Problem statement:
Set down, without alteration, the lines from the one that contains "Given the image" through the final line of the material below.

Extracted material:

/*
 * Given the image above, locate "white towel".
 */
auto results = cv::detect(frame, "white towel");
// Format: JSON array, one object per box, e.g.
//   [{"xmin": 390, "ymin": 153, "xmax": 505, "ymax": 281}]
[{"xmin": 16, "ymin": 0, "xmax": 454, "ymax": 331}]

Finished exercise:
 * Given the image above, locate "white towel".
 */
auto results = cv::detect(frame, "white towel");
// Format: JSON array, one object per box, e.g.
//   [{"xmin": 390, "ymin": 153, "xmax": 505, "ymax": 281}]
[{"xmin": 16, "ymin": 0, "xmax": 454, "ymax": 331}]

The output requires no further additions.